**Problem details**
Pick out every one of the lines below that contains the string "item", treating uppercase and lowercase as different, and copy each of those lines.
┌─ Dataset records
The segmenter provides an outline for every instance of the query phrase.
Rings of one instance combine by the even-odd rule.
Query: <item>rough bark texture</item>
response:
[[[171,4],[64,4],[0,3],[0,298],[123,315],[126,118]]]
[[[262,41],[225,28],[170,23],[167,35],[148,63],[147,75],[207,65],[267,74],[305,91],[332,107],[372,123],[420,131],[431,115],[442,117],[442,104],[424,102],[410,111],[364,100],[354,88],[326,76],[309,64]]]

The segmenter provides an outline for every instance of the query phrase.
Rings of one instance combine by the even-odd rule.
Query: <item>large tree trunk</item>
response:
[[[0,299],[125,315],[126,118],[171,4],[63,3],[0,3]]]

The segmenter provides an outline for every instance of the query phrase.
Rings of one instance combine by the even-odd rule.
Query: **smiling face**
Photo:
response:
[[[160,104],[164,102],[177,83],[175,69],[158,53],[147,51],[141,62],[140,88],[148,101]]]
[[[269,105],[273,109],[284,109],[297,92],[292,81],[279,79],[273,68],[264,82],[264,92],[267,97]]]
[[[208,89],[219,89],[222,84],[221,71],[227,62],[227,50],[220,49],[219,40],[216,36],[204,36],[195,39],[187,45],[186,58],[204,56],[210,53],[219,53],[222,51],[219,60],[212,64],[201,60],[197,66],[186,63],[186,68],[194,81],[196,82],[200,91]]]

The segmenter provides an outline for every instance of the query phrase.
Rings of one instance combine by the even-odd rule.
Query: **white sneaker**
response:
└─
┌─ Dataset records
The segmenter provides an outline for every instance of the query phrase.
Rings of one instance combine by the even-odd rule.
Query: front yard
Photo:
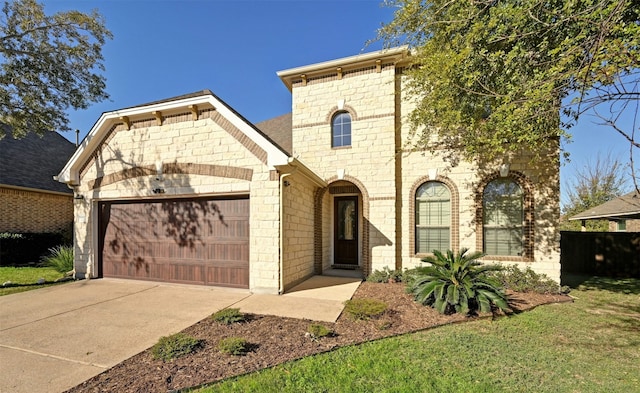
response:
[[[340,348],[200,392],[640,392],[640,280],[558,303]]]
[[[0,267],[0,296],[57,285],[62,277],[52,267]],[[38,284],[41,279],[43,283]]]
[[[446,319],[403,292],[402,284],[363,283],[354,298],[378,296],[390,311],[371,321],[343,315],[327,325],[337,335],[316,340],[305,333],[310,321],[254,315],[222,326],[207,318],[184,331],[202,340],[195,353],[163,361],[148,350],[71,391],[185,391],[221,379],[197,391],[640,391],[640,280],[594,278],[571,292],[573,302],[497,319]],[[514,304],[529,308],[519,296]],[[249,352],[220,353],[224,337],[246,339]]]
└─
**Right answer**
Query: <item>rough bark texture</item>
Query: <item>large tree trunk</item>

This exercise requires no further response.